**引用文:**
────────

大東亜戦争には大義があった。大義とは、植民地の解放である。そして、その先にある平和な世界の建設である。その大義を世界に問うために、日本は、それを実行してみせる必要があった。東条の信念はここにあったのだろう。彼は日本の国体を信じていた。日本の大義を信じていた。それを疑うことなく信じ切っていたからこそ、その大義をそのままに実践してみせることができた。つまり、西はインドから東はパプワまで、欧米の植民地を一つ残らず解放し、その事実をもって、日本の大義を世界に示そうとしたのだろう。まさに天晴れである。

2

ここで、戦争以外の選択肢はなかったのか、と問う人がいるかもしれない。基本的には、なかったと思う。外交努力によって問題を解決することに、日本政府は全力を尽くした。しかし外交というものには、常に相手がいる。こちらがどれだけ努力しても、先方にそのつもりがなければ、交渉は成立しない。

もちろん、アメリカ人や彼らに同調する人々は、アメリカ側に落ち度があった、ということを認めたがらないだろう。しかし、率直に歴史資料と向き合ってみれば、それは明らかである。戦争を望んだのはアメリカである。

日本は侵略国家だったのだから、その日本と戦ったアメリカの方に正義があるのではないか、という反論もあろう。いま仮に、日中戦争が、日本による侵略戦争だったとしよう。では、侵略戦争を行っている国に対しては、戦争を仕掛けてもよいのか。

────────

**記録:**

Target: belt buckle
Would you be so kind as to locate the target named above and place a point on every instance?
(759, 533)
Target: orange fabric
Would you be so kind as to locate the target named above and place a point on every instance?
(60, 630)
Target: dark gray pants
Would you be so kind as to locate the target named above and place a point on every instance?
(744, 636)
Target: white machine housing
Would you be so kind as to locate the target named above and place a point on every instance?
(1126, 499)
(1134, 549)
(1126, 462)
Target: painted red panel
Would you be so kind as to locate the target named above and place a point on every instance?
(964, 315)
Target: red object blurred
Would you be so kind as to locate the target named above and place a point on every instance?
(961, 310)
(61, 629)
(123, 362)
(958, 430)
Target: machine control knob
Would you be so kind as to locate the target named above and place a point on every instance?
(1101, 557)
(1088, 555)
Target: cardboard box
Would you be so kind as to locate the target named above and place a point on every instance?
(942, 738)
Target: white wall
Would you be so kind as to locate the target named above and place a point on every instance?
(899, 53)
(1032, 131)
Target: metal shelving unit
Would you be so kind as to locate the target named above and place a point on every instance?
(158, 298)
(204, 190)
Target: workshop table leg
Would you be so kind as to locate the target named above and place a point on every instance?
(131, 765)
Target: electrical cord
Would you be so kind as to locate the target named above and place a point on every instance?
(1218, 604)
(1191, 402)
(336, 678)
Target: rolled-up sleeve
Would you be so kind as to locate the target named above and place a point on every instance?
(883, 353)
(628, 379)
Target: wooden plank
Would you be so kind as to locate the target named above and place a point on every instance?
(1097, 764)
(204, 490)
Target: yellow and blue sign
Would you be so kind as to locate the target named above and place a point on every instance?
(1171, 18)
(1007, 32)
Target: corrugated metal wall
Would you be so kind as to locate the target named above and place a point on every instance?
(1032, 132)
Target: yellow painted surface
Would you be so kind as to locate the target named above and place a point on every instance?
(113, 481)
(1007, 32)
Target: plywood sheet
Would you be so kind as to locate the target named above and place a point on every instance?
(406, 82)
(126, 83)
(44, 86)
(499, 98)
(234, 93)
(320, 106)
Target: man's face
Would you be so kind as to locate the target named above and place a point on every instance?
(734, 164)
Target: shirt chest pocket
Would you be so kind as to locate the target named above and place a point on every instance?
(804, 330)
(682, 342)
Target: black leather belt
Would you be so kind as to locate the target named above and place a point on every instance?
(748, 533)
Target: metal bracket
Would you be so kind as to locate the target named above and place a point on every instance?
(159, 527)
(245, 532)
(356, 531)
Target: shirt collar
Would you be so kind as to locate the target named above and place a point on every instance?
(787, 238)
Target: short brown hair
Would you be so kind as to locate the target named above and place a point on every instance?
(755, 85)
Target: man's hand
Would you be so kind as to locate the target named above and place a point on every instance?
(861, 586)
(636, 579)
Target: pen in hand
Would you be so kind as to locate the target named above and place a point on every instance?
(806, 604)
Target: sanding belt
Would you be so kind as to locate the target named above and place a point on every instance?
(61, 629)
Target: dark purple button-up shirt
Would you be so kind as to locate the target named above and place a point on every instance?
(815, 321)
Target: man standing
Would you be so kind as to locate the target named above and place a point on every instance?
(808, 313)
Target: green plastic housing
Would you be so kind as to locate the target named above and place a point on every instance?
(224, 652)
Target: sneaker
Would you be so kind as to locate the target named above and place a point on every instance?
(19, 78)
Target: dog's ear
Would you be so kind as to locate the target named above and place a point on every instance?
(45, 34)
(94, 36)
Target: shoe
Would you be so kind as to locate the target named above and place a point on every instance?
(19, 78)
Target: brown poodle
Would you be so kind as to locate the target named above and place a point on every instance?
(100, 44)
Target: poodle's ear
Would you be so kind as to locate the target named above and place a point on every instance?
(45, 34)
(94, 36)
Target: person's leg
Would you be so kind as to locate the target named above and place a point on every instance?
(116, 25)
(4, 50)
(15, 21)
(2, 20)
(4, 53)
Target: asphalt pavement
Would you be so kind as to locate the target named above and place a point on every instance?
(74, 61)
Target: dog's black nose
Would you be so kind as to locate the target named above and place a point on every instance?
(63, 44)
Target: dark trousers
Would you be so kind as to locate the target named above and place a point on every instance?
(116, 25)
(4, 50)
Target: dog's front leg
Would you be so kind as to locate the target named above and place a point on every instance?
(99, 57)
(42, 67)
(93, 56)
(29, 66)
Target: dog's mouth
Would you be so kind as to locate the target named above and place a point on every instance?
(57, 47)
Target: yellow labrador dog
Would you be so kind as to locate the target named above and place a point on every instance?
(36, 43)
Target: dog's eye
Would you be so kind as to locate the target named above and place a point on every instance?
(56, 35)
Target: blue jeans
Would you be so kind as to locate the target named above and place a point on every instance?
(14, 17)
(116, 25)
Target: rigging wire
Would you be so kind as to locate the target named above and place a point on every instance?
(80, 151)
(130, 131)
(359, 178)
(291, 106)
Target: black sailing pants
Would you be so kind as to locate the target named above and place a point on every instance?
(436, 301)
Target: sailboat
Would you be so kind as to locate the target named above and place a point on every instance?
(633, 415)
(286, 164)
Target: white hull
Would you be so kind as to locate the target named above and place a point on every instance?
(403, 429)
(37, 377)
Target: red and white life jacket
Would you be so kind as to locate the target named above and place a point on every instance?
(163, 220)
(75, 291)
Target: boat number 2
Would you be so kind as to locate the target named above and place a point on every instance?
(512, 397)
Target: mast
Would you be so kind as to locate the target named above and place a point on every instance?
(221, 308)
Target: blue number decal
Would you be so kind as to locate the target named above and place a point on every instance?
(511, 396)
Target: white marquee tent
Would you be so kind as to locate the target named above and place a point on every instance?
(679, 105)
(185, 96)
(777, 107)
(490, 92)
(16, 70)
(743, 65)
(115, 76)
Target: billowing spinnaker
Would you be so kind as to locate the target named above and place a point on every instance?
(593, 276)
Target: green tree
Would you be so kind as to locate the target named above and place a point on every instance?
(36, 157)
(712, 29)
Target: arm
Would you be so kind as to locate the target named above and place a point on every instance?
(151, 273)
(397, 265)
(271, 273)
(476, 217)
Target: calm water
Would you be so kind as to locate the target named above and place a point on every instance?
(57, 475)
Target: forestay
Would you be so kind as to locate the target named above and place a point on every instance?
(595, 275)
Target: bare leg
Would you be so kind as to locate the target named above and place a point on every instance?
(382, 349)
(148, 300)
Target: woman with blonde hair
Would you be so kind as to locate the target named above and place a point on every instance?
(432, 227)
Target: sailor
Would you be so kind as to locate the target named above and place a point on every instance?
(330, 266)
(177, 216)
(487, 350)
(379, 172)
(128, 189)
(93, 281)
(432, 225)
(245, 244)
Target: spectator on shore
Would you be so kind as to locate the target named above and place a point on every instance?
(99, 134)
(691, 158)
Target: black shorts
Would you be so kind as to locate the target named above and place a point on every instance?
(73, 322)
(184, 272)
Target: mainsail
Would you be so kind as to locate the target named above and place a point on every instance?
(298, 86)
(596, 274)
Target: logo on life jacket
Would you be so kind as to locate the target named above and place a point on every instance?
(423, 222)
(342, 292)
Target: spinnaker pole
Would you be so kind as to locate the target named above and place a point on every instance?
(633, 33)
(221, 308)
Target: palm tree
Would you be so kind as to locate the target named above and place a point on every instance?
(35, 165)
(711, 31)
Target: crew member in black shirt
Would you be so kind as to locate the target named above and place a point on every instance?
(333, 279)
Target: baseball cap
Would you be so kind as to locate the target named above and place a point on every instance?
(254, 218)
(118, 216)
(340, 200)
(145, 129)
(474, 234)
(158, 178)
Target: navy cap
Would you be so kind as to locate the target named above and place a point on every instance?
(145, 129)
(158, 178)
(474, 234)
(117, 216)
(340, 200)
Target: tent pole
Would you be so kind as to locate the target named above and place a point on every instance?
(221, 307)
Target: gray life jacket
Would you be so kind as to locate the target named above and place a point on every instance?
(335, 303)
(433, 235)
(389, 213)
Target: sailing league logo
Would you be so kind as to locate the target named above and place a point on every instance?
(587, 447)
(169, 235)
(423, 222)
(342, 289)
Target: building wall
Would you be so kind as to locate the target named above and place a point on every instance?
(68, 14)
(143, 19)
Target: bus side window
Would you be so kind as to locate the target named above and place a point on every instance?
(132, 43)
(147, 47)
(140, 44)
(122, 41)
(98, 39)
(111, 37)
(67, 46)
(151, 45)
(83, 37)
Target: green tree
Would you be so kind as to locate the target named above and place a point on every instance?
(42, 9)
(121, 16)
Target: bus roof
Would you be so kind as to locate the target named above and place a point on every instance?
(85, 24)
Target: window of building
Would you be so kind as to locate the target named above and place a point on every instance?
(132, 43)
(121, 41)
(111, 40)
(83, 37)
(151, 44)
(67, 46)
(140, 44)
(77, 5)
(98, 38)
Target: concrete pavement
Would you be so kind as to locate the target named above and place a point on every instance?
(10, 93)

────────

**必要な作業:**
(A) 引用文の内容を二文で要約せよ。
(B) 引用文のうち、「ここで、戦争以外の選択肢はな」で始まり「国に対しては、戦争を仕掛けてもよいのか。」まで続く部分を、「アメリカ」を「米国」に差し替えて書き直せ。

**練習問題の解答:**
(A) 引用文は、大東亜戦争の大義は植民地の解放とその先にある平和な世界の建設であり、東条はその大義を信じて欧米の植民地を解放し、日本の大義を世界に示そうとしたのだろうと述べている。また、日本政府は外交努力に全力を尽くしたが、相手にその気がなければ交渉は成立せず、戦争を望んだのはアメリカであると主張している。

(B)
ここで、戦争以外の選択肢はなかったのか、と問う人がいるかもしれない。基本的には、なかったと思う。外交努力によって問題を解決することに、日本政府は全力を尽くした。しかし外交というものには、常に相手がいる。こちらがどれだけ努力しても、先方にそのつもりがなければ、交渉は成立しない。

もちろん、米国人や彼らに同調する人々は、米国側に落ち度があった、ということを認めたがらないだろう。しかし、率直に歴史資料と向き合ってみれば、それは明らかである。戦争を望んだのは米国である。

日本は侵略国家だったのだから、その日本と戦った米国の方に正義があるのではないか、という反論もあろう。いま仮に、日中戦争が、日本による侵略戦争だったとしよう。では、侵略戦争を行っている国に対しては、戦争を仕掛けてもよいのか。